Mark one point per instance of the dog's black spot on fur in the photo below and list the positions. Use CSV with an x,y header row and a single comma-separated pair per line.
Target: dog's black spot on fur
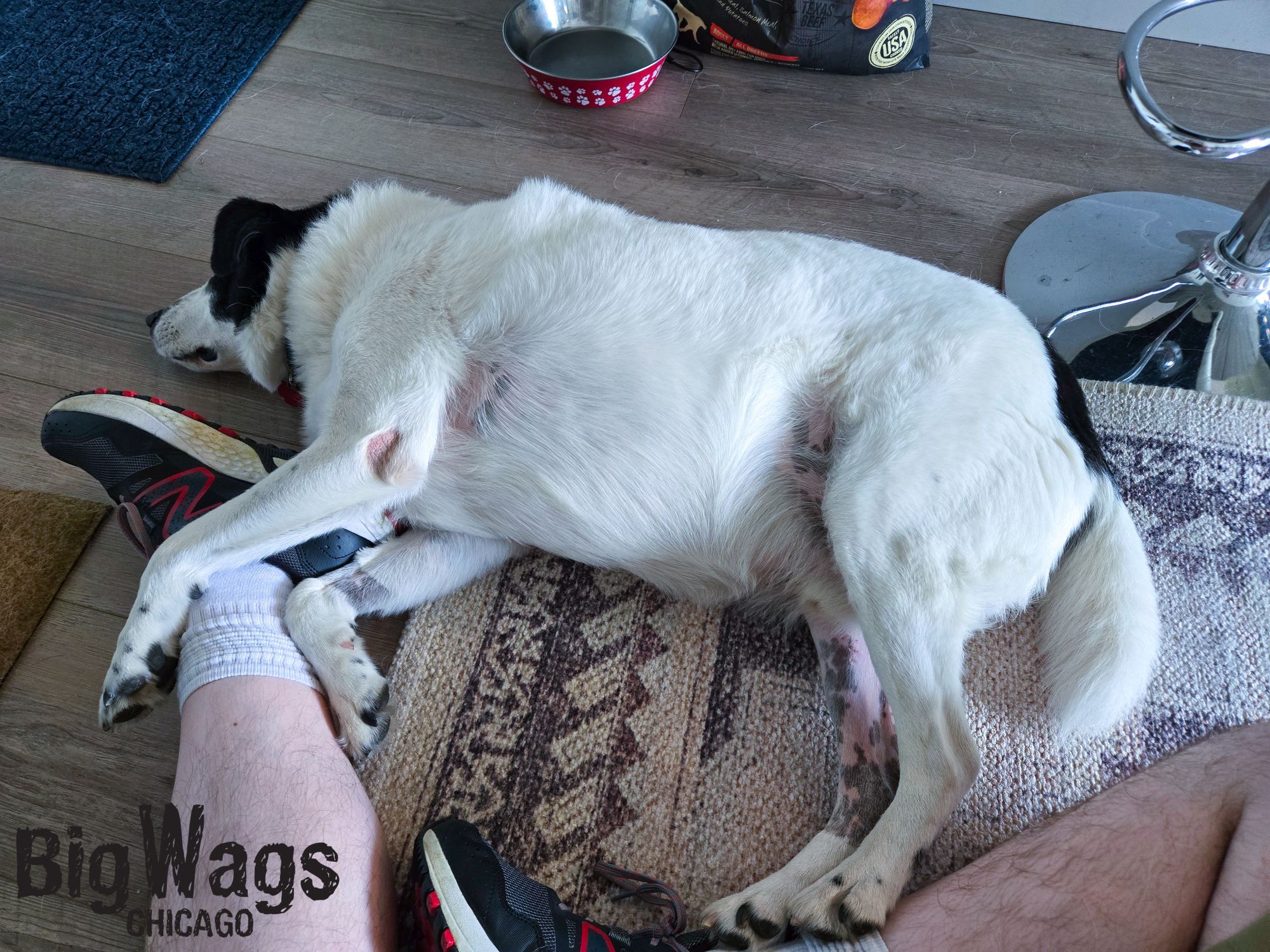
x,y
130,713
125,689
247,237
385,722
1076,413
163,667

# Work request:
Transcribe the records above exactly, omitting every picture they contain.

# Output of the exercise:
Mark one point per instance of the dog's black spot on fur in the photo below and list the positions. Use CSV with an x,y header row and a single comma-separated pair per line.
Target: dog's black spot on fur
x,y
130,713
125,689
247,237
385,722
1076,413
163,667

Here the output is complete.